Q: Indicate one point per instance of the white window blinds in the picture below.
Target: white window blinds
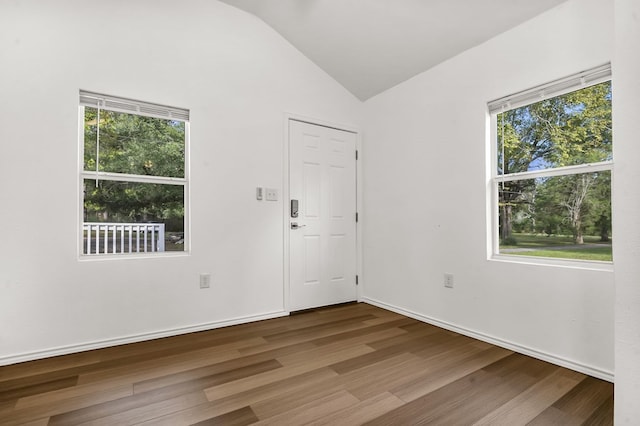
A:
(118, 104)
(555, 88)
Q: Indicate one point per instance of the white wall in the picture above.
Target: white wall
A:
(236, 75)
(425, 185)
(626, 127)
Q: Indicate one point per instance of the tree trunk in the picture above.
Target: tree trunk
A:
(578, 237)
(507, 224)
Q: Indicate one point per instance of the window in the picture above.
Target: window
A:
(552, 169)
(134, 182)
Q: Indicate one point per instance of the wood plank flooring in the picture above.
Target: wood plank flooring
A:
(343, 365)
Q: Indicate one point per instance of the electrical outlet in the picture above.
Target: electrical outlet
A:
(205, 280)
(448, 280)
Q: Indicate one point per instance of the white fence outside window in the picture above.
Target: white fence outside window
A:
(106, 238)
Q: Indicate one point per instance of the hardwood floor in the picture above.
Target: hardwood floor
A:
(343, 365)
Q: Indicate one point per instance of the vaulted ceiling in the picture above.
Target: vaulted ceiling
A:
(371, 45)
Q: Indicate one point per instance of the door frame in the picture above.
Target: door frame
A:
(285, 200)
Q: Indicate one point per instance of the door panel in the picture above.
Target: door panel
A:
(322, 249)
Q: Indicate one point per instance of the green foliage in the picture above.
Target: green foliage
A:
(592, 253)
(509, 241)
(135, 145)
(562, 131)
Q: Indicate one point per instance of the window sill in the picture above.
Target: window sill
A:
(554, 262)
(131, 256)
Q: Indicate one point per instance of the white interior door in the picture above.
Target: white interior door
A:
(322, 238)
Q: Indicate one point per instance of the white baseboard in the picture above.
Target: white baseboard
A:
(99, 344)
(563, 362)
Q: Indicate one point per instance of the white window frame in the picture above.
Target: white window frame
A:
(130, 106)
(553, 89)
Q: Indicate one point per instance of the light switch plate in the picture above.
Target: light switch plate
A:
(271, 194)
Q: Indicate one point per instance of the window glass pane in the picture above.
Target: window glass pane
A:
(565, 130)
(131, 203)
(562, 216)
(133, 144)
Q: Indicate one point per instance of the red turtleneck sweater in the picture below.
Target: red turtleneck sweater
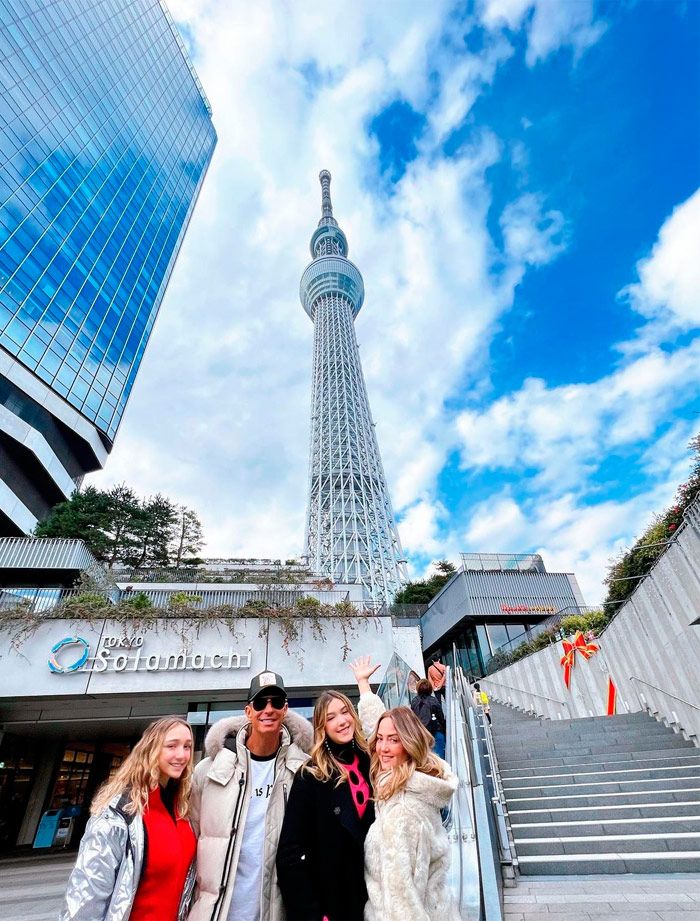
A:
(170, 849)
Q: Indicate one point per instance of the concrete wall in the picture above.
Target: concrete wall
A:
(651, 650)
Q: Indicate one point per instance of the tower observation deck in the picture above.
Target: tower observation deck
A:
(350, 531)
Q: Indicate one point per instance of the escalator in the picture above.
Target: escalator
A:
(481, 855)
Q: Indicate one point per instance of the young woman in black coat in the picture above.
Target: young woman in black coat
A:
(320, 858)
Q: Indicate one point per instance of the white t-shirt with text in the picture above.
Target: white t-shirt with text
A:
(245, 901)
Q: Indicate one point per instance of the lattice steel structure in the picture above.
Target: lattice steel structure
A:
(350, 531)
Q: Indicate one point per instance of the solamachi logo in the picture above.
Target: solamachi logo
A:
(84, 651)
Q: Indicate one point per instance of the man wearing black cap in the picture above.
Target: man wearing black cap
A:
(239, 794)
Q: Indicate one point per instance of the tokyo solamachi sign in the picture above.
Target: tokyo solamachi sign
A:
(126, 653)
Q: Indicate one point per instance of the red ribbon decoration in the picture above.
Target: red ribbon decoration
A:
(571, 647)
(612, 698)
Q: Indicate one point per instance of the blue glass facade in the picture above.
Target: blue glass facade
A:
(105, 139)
-*-*-
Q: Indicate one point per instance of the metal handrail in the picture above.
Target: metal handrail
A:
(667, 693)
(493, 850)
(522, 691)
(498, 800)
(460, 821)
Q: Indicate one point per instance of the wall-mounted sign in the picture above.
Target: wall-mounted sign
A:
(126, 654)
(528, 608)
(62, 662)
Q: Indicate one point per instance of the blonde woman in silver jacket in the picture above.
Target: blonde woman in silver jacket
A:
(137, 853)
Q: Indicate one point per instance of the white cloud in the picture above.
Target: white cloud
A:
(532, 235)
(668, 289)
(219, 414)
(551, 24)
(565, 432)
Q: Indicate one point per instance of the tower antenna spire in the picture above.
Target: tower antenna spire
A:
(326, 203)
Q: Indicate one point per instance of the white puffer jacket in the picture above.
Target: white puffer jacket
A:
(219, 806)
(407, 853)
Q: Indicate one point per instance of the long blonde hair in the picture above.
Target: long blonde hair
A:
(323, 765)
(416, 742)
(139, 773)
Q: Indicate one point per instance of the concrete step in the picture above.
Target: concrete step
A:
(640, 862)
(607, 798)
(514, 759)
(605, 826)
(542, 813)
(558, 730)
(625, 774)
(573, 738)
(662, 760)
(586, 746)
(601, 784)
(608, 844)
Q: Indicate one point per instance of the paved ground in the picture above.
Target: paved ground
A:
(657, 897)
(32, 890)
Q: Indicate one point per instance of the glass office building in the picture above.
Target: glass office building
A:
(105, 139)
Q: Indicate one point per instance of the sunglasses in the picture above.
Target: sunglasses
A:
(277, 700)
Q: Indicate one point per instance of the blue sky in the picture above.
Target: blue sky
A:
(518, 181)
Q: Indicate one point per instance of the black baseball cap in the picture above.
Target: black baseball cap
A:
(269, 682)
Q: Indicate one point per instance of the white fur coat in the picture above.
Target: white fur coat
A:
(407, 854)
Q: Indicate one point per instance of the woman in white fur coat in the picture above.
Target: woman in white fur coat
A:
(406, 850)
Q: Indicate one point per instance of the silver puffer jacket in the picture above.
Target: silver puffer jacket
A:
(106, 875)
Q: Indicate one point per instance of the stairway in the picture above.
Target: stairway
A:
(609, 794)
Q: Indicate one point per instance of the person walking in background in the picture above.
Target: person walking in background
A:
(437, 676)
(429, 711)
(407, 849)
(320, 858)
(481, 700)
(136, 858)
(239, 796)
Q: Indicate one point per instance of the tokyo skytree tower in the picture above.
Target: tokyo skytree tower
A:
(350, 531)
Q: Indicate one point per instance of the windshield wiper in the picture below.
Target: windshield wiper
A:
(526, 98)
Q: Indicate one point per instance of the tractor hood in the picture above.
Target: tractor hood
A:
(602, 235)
-*-*-
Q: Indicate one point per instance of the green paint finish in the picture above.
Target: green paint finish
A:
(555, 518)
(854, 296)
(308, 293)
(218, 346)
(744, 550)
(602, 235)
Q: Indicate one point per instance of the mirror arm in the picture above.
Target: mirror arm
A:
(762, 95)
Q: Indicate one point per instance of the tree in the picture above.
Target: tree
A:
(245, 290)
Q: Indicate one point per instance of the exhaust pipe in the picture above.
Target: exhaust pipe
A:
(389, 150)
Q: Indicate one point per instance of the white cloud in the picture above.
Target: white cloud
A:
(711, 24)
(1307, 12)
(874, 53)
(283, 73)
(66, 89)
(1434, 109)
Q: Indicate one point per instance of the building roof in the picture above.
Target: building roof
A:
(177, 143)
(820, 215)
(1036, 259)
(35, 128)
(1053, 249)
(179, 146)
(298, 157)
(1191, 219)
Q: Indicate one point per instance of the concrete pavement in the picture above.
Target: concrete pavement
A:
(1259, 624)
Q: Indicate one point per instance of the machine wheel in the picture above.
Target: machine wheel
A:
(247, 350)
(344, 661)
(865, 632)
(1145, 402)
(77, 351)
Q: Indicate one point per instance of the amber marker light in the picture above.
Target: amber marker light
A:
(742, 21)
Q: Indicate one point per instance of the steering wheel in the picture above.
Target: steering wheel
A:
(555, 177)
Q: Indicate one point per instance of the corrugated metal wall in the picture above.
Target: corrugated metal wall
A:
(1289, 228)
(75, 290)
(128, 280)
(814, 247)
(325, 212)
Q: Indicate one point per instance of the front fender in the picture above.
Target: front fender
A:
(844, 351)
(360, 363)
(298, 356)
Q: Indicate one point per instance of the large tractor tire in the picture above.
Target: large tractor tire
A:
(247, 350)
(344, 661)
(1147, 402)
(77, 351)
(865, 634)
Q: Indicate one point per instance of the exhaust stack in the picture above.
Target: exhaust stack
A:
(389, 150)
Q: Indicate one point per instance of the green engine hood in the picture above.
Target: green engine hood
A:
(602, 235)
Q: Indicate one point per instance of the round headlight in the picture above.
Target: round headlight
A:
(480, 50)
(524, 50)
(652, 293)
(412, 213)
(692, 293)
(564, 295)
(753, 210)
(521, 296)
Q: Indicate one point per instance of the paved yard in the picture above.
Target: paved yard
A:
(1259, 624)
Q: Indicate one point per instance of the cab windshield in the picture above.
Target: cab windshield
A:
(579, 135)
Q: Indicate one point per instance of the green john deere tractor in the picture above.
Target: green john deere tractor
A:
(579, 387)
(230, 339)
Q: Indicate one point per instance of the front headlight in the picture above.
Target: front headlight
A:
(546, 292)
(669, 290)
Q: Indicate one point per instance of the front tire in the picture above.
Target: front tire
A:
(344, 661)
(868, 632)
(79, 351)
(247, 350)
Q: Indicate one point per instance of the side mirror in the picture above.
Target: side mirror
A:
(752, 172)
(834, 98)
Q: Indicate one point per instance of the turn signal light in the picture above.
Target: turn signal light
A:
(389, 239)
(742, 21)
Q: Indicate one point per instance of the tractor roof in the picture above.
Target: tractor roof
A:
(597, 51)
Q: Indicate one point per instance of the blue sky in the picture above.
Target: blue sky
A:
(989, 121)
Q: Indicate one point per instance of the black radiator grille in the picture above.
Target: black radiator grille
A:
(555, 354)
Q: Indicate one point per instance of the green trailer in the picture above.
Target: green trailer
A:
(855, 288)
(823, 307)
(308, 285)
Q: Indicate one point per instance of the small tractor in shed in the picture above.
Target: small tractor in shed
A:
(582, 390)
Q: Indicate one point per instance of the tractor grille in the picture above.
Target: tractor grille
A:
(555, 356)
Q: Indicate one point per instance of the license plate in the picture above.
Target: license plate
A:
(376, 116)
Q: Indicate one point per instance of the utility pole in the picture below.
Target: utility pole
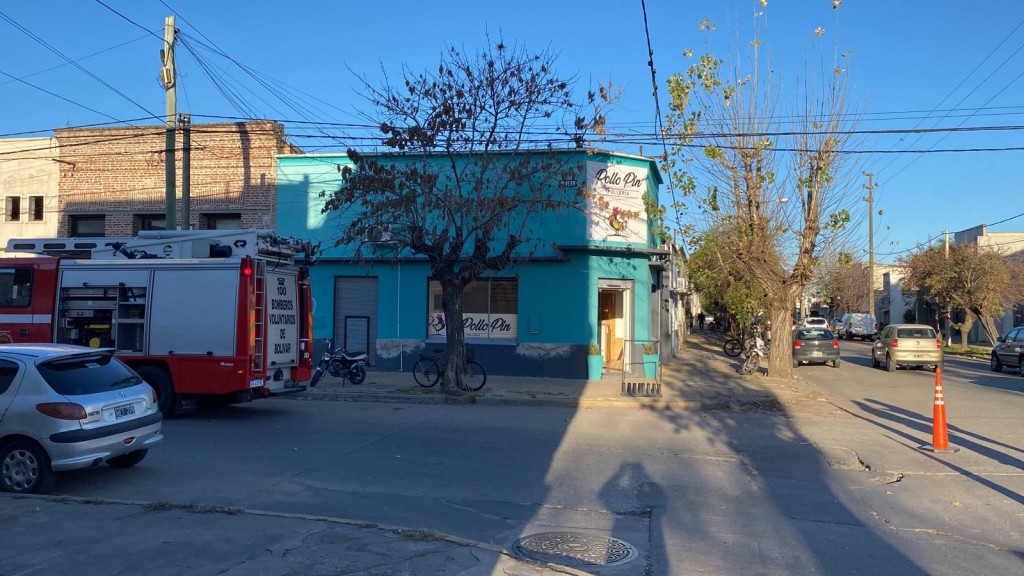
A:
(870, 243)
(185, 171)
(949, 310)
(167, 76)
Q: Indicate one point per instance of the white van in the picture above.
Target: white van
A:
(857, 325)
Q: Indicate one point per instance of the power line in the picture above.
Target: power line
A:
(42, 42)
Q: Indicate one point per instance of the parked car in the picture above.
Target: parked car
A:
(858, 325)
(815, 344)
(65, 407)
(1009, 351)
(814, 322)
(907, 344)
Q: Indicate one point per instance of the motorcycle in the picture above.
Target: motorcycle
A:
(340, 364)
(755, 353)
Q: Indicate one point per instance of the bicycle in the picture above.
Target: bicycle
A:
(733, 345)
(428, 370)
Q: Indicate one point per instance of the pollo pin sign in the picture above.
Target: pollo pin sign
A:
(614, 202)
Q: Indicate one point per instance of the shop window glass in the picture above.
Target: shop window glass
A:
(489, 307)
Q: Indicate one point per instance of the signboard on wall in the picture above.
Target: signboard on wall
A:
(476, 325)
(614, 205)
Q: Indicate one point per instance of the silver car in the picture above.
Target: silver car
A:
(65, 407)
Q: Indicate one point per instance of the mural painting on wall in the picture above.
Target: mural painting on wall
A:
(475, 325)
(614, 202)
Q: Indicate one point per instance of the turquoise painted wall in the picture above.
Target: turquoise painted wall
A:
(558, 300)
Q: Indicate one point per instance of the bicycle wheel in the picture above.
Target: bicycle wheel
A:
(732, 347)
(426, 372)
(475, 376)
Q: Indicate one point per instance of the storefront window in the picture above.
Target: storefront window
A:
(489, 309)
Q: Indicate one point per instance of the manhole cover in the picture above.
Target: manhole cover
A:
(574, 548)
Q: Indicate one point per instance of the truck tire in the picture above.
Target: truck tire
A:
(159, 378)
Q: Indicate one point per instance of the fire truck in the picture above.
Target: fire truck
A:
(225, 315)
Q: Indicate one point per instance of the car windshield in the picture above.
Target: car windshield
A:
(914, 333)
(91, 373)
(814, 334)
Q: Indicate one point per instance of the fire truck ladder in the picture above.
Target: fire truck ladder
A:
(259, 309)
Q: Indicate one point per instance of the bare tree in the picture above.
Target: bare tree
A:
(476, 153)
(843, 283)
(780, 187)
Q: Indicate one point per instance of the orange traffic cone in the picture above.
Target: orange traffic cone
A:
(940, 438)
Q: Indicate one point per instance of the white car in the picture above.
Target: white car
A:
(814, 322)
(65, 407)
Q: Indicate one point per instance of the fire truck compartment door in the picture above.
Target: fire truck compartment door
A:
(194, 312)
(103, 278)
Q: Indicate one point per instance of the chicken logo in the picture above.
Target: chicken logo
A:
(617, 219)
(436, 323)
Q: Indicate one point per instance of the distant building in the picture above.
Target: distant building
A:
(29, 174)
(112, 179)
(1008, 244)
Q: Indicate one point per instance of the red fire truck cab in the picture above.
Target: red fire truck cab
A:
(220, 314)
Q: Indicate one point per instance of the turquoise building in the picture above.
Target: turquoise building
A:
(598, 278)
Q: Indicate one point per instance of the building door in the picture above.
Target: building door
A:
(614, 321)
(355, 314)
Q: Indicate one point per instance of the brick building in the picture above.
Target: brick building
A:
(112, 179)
-*-*-
Transcribe the lines above between the line holding "Q: Indicate one point per instance of the blonde" and the line holding "Q: Indicate one point per instance of the stairway", inclusive, exactly as they stand and with nothing added.

Q: Indicate one point per instance of the blonde woman in silver jacket in the picture above.
Target: blonde woman in silver jacket
A:
(137, 853)
Q: Indicate one point per instance of the white cloud in the picture above.
Target: white cloud
A:
(532, 235)
(668, 289)
(219, 414)
(551, 24)
(565, 432)
Q: Indicate one point per instance of the tower antenna spire in the picture above.
Target: tower antenna spire
A:
(326, 203)
Q: Indicate one point per instance of the white puffer jacket in the picture above.
Target: white puffer jacket
A:
(219, 806)
(407, 853)
Q: Indicate one point per instance of the long blonde hair in the picture above.
Target: long blonde hair
A:
(323, 765)
(416, 742)
(139, 773)
Q: Indicate one point per instance of the concrete step in the picture above.
Target: concrete step
A:
(640, 862)
(607, 798)
(514, 759)
(605, 826)
(542, 813)
(558, 730)
(625, 774)
(573, 738)
(662, 760)
(586, 746)
(601, 784)
(608, 844)
Q: Indicate one point per instance of the paved ground in the picture above.
Target: paved ground
A:
(657, 897)
(32, 890)
Q: Indicate one point per instance of the glass office building in the picture above.
Target: glass office building
A:
(105, 139)
Q: Indicate one point per instance of the sunglasses in the picture above.
Target: sunglasses
A:
(277, 700)
Q: Indicate one point per instance of the blue sky in the picture above.
Target: blue sky
A:
(518, 181)
Q: Indicate one point per instance of the black baseball cap in the picture above.
Target: black baseball cap
A:
(269, 682)
Q: Indicate one point per instance of the white fur coat in the picture above.
Target: white fur coat
A:
(407, 854)
Q: Indicate one point per instance of the woman in white fur coat in the picture above.
Target: woman in white fur coat
A:
(406, 850)
Q: Indicate one point per instance of the silver puffer jacket in the picture above.
Target: silver puffer jacket
A:
(106, 875)
Q: Indicate one point per instance of the stairway in the picture above.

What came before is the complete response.